== INPUT DATA

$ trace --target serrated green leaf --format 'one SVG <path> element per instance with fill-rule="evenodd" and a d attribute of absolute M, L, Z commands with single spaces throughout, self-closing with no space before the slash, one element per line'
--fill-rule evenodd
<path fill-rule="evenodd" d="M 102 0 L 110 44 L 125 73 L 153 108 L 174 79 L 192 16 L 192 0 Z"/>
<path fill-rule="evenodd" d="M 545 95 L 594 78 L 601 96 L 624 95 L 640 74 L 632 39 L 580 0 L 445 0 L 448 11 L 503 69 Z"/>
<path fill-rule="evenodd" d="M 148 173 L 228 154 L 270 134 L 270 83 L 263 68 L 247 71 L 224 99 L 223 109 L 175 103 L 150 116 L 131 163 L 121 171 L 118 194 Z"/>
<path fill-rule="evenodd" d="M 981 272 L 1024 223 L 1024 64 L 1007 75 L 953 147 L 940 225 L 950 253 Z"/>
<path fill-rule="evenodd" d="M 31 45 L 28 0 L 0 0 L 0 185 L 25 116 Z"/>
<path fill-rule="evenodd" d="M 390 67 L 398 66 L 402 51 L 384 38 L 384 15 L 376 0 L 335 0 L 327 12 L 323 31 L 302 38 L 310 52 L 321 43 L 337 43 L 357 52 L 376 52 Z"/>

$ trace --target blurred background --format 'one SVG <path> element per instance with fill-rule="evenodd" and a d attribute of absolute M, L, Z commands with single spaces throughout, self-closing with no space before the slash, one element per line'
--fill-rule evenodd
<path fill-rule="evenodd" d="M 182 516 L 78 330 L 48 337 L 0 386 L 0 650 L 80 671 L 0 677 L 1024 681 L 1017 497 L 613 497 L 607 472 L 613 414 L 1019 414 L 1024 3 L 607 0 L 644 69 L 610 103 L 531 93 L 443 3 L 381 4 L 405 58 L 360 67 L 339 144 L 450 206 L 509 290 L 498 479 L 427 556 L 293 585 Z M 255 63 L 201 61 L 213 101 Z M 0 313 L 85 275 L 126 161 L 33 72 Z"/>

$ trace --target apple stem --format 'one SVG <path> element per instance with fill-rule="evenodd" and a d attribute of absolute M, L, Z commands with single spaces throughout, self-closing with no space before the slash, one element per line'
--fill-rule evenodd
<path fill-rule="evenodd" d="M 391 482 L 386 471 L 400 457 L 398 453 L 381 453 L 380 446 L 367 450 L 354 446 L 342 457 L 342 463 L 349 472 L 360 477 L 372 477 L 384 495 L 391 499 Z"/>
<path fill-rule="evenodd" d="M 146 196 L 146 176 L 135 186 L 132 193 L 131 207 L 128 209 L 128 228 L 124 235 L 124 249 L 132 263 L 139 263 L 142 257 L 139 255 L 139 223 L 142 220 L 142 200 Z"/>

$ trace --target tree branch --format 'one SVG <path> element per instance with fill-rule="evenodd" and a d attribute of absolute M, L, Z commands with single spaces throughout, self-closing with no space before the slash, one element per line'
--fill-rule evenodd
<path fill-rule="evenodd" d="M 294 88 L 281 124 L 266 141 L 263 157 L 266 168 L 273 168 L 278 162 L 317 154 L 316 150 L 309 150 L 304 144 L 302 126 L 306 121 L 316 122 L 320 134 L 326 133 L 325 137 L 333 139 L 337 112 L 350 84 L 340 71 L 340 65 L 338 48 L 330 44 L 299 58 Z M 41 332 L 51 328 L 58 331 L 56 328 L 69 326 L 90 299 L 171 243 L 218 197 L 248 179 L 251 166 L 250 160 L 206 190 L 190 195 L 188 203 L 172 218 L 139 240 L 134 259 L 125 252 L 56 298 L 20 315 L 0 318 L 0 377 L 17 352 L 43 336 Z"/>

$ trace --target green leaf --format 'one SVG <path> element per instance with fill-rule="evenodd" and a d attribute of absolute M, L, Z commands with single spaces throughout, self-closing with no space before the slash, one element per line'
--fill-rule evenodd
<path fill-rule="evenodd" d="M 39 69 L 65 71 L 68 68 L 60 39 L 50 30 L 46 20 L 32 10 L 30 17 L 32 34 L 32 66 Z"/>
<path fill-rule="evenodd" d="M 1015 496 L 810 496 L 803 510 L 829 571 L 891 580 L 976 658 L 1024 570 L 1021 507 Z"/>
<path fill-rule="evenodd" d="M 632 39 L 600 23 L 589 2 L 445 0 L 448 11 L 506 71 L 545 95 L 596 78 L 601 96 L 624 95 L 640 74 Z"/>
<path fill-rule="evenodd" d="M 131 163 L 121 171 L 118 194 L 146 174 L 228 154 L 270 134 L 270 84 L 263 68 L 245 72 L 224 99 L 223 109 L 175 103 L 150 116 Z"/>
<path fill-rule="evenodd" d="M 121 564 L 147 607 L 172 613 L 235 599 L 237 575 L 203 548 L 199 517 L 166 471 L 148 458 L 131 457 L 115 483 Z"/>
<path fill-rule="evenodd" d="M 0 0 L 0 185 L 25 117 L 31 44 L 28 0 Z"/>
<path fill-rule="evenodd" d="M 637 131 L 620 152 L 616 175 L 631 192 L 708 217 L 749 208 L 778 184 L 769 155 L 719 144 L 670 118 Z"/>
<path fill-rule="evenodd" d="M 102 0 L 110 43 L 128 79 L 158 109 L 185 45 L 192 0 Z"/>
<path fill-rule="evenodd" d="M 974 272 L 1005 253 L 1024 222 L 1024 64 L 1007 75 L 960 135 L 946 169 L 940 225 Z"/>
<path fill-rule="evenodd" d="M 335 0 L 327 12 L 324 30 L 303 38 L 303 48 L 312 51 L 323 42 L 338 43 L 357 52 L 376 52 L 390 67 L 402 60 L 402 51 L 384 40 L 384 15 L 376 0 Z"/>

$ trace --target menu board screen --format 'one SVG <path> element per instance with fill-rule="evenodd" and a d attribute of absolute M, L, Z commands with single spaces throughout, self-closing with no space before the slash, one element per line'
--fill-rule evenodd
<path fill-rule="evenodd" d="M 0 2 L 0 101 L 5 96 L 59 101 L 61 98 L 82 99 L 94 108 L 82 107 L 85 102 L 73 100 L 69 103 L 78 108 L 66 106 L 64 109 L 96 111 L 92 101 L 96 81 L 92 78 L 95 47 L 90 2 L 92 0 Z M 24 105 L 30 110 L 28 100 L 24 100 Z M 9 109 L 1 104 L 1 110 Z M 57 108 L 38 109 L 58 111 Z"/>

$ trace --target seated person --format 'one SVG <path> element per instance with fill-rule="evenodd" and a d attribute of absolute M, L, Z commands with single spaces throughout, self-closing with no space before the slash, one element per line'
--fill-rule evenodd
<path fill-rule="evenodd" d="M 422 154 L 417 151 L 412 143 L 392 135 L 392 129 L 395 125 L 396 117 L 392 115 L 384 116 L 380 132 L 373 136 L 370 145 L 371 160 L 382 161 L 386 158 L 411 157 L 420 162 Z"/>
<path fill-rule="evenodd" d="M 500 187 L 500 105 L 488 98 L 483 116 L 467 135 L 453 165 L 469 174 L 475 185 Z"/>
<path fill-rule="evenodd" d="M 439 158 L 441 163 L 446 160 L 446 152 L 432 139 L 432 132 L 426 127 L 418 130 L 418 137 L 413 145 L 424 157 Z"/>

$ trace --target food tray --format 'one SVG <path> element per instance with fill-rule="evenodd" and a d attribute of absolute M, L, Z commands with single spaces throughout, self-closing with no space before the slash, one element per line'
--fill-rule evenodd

====

#### [WHAT YOU HAVE TO DO]
The answer must be every line of the records that holds the string "leaf".

#### [SOLUTION BELOW]
$ trace --target serrated green leaf --format 'one SVG <path> element per instance with fill-rule="evenodd" and a d attribute of absolute M, L, Z commands with single spaces throughout, self-closing with no space before the slash, one element per line'
$ trace --target green leaf --format 'one SVG <path> element per instance with fill-rule="evenodd" and a d attribute of absolute M, L, Z commands with single spaces throughout, self-closing with no space before the slash, one element per line'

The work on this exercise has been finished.